(Stored items from a collection)

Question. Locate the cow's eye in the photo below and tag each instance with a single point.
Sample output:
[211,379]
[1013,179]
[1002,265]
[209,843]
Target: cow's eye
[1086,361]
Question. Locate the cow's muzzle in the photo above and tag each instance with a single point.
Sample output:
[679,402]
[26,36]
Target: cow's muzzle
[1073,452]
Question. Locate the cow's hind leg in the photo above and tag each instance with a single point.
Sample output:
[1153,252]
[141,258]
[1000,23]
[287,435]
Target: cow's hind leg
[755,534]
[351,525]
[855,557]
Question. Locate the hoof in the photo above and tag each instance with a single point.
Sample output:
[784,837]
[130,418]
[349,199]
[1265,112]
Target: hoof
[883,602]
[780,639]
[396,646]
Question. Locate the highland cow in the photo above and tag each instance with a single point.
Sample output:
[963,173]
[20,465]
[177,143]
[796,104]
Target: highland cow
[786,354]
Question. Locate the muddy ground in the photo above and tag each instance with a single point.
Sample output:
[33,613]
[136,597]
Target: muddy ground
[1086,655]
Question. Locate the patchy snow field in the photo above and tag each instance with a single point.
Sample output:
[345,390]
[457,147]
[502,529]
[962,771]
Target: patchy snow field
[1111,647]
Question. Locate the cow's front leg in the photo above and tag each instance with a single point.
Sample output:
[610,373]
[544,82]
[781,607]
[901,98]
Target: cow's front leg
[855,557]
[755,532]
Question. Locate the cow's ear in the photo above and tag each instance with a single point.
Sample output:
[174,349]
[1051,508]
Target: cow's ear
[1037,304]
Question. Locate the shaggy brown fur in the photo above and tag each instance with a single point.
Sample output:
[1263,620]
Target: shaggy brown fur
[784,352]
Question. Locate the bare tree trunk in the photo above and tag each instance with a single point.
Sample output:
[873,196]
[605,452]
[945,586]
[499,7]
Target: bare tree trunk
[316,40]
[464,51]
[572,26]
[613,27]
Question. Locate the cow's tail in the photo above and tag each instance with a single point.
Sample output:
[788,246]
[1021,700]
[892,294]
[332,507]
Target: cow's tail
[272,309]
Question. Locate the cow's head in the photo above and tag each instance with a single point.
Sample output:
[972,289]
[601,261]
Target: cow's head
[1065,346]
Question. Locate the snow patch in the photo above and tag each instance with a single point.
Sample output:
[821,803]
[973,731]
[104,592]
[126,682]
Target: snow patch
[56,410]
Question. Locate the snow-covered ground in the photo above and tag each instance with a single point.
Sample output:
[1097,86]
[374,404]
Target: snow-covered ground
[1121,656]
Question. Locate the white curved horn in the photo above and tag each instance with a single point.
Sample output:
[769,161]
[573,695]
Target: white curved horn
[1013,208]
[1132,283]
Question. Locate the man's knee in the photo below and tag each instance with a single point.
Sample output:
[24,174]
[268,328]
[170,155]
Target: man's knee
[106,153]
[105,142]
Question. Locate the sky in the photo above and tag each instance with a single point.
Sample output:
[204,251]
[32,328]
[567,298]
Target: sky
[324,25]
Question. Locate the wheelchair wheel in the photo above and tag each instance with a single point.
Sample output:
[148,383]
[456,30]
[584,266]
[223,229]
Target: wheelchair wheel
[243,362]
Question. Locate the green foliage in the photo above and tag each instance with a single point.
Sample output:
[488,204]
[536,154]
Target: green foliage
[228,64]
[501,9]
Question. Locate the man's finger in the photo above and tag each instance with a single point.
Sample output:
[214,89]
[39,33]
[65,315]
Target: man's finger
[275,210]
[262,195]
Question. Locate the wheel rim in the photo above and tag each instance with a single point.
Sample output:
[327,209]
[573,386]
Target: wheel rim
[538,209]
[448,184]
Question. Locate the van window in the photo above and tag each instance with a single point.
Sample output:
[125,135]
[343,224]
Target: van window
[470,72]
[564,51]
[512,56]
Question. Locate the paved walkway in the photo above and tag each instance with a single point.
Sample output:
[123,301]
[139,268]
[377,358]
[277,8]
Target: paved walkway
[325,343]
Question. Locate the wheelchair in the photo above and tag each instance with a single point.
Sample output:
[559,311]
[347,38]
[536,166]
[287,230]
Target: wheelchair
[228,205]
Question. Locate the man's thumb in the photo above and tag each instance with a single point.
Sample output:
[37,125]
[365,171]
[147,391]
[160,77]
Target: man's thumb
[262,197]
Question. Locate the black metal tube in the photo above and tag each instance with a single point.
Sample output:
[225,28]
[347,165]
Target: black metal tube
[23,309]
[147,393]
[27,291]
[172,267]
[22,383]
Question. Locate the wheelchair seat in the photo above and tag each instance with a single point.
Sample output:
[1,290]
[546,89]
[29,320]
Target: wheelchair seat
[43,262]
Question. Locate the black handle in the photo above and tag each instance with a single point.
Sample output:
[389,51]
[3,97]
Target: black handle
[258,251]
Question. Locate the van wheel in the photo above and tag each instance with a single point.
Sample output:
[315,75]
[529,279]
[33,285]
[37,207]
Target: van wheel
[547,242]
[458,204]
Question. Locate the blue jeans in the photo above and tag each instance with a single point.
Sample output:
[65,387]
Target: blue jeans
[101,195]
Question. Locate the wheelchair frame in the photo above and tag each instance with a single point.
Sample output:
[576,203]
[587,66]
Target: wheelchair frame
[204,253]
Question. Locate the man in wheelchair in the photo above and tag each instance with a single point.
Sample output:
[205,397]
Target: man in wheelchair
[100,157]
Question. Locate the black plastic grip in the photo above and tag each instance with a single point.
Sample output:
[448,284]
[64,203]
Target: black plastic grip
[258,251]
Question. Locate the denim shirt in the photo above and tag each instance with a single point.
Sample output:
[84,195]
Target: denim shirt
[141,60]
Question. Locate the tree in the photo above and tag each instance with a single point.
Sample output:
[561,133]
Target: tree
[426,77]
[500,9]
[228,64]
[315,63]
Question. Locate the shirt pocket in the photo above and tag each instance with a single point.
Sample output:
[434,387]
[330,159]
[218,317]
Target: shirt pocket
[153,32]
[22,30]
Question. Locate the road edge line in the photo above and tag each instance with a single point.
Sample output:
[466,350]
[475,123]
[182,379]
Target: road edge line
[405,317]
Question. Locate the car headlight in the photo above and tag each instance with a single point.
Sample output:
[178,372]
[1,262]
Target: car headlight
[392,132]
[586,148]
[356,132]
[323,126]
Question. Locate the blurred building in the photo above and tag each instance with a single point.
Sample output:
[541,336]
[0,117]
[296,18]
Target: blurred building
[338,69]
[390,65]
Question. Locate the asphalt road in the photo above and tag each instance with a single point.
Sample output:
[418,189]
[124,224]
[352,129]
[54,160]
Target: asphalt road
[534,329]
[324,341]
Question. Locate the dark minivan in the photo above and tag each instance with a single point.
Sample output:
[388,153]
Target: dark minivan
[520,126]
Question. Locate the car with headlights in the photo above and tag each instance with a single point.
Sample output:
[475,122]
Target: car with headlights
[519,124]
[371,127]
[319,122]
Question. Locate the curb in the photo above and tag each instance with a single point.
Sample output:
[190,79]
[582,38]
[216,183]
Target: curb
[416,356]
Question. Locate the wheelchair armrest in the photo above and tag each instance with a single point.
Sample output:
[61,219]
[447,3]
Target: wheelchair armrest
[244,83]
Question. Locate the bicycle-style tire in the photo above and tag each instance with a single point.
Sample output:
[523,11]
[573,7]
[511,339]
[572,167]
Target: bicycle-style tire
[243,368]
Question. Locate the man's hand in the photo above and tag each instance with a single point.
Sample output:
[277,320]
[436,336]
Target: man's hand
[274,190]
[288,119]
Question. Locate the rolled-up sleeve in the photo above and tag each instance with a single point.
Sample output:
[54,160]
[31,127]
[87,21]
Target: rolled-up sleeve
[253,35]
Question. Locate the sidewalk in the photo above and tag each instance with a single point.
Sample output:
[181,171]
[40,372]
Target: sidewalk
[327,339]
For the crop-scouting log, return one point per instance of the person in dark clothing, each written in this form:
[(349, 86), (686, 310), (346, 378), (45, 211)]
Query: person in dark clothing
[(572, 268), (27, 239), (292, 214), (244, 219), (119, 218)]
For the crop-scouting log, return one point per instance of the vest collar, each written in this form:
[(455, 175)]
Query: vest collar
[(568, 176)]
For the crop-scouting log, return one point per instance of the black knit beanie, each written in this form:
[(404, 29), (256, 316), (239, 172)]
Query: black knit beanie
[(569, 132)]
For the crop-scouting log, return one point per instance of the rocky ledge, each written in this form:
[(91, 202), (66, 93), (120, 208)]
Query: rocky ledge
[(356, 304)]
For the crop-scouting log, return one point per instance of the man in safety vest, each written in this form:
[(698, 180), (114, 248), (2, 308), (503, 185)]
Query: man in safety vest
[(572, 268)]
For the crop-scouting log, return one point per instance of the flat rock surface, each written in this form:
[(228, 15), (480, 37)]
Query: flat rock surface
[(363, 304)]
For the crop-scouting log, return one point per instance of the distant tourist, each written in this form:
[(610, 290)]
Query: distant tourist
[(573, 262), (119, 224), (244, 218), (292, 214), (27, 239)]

Work instructions -
Return, word for word, every line from the line with "of the rocky" to the final line of the data.

The answer -
For the crop-scouting log, return one point per instance of the rocky ledge, each written in this form:
[(91, 202), (66, 93), (120, 208)]
Query: rocky ledge
[(356, 304)]
For the crop-scouting log, return one point per instance of the man in safety vest, each written in this form:
[(698, 180), (114, 248), (2, 308), (503, 185)]
Query: man in safety vest
[(572, 268)]
For the crop-scouting log, return one point per instance of the flat rock surface, each written in this form:
[(228, 15), (480, 37)]
Query: flat rock surface
[(363, 304)]
For the crop-scouting log, return one point per instance of the distant tourist, each written in this form:
[(610, 290)]
Query: distant tourist
[(573, 262), (119, 224), (244, 218), (292, 214), (27, 239)]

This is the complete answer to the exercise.